Background: As a new infectious disease, coronavirus disease 2019 (COVID-19) is not fully understood. During January - July 2020, there were two clusters infections in Beijing, China. This study was to analyze the features of the two COVID-19 infections in Beijing.
Methods: In this retrospective single-center study, 89 cases with the positive novel coronavirus nucleic acid test were collected from January to July 2020 in Beijing. They were divided into January-March group and June-July group. Two groups of data were compared.
Results: The eighty-nine cases, 47 males and 42 females, mean age (41±14 years), were used for our study. The most common symptoms were fever (46/89, 52%) and cough (34/89, 38%). The clinical classification were moderate type (56/89,63%), mild type (24/89, 27%), severe type (4/89, 4%), critical type (0), respectively. Ground glass opacity (GGO) (47%) was the majority CT pattern. The frequency of involvement of lower lobe was higher than that of upper lobe (P＜0.01). In January - March group, there were 5 patients (18%) exposure to Wuhan, 15 patients (54%) family clusters, 5 patients (18%) colleague clusters, 3 patients (11%) imported cases. In June-July group, 41 patients (68%) had an exposure to Xinfadi market of Beijing, 6 patients (10%) family clusters, and 14 patients (23%) colleague clusters. The number of patients with fever, cough, chest CT severity score and the number of lesion lung lobes in January-March group was higher than that in June-July group (P＜0.05).

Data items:

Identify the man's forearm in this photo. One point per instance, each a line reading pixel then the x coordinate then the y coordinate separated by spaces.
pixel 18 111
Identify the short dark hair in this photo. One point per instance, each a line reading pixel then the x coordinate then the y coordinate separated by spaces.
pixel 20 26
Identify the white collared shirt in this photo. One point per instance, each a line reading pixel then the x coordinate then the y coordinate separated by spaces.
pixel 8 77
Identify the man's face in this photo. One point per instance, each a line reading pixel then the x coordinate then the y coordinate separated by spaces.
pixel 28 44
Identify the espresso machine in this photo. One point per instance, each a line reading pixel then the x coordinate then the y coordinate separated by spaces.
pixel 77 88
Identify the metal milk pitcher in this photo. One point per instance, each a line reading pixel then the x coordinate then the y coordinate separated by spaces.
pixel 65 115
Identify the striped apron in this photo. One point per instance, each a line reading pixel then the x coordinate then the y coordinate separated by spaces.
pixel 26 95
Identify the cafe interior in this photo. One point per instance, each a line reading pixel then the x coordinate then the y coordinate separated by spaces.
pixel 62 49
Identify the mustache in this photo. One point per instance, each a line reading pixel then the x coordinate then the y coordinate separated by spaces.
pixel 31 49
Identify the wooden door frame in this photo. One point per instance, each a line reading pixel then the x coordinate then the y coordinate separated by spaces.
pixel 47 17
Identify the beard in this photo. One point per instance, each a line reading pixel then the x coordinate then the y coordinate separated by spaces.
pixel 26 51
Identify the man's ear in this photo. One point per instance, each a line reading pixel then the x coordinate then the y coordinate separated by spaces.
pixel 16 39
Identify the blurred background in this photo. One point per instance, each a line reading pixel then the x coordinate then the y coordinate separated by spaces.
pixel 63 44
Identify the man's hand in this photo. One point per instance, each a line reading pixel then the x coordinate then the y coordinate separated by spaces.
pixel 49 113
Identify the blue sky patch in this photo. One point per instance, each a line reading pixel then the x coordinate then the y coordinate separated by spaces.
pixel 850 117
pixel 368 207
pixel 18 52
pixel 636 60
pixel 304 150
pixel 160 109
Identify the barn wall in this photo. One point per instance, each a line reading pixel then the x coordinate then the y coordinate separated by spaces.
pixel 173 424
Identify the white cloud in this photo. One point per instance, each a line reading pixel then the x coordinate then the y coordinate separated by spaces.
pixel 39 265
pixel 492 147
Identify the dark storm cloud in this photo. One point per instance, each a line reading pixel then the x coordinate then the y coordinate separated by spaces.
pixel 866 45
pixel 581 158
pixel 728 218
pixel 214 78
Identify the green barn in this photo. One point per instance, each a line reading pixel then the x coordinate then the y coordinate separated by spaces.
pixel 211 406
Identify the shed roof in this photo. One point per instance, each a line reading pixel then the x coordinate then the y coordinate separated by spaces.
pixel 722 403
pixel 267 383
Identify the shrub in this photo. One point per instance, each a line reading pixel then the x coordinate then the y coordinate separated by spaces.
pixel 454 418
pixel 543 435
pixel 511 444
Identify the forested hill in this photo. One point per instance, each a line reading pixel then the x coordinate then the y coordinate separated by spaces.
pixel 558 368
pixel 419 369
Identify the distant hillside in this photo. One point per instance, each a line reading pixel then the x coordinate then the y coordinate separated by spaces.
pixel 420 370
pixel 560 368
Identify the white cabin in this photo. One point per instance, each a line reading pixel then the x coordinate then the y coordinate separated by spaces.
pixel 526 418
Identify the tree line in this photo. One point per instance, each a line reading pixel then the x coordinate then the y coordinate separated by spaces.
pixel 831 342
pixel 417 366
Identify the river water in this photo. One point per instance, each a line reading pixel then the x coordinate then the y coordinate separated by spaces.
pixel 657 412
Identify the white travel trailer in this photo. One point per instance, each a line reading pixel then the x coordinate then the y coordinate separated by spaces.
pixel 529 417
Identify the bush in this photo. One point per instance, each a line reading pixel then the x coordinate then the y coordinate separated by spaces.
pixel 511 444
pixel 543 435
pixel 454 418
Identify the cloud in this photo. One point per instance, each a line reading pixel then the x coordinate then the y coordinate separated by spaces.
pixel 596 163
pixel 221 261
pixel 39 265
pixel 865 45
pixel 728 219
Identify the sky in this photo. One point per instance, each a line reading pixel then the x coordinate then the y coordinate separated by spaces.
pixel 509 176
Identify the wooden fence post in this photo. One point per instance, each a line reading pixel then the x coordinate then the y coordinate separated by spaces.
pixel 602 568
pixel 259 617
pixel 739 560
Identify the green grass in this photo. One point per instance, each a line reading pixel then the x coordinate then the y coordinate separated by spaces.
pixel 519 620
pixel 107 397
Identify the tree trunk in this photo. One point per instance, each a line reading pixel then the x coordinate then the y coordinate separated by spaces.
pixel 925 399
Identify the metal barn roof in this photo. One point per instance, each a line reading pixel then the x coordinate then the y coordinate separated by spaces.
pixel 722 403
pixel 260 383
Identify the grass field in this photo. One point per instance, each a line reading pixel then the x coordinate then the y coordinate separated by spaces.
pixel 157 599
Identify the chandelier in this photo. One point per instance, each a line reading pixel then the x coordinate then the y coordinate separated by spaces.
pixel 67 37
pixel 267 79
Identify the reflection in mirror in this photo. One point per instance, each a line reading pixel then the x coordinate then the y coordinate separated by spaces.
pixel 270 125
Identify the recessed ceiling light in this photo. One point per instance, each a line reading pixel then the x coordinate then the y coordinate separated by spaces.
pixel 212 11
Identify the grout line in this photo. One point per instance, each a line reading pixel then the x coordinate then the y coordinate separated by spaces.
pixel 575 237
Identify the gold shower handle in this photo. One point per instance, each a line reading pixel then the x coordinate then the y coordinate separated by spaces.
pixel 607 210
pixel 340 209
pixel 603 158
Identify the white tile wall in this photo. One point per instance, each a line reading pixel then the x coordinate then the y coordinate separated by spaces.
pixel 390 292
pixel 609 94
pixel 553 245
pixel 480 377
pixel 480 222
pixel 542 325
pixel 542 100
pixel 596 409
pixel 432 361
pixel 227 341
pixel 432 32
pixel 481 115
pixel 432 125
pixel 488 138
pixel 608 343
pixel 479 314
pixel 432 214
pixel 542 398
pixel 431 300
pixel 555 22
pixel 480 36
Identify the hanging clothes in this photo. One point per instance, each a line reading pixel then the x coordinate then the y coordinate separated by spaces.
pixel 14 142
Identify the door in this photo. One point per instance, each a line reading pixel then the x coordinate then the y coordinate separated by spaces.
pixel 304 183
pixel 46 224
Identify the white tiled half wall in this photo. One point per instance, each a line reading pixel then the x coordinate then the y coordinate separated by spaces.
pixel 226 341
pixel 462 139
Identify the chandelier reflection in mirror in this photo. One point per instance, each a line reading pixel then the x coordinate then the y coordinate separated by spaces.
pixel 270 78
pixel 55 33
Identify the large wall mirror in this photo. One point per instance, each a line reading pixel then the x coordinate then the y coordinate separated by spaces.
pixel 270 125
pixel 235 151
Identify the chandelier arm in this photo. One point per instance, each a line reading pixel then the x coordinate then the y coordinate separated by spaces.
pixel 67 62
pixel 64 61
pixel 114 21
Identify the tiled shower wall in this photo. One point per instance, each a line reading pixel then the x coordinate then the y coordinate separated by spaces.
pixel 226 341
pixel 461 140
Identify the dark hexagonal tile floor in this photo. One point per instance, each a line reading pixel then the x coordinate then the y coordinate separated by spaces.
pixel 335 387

## PROMPT
Continue the abstract on the two Beijing COVID-19 clusters from the point where it stops. Nothing in the records is needed here.

## ANSWER BELOW
Conclusions: Two COVID-19 clusters were dominated moderate and mild type, but few severe types. Patients in June-July group had less symptoms, imaging and family clusters than that in January-March group. This suggested that closely monitoring, early quarantined, nucleic acid test of COVID-19 and chest CT were important measures to prevent epidemic.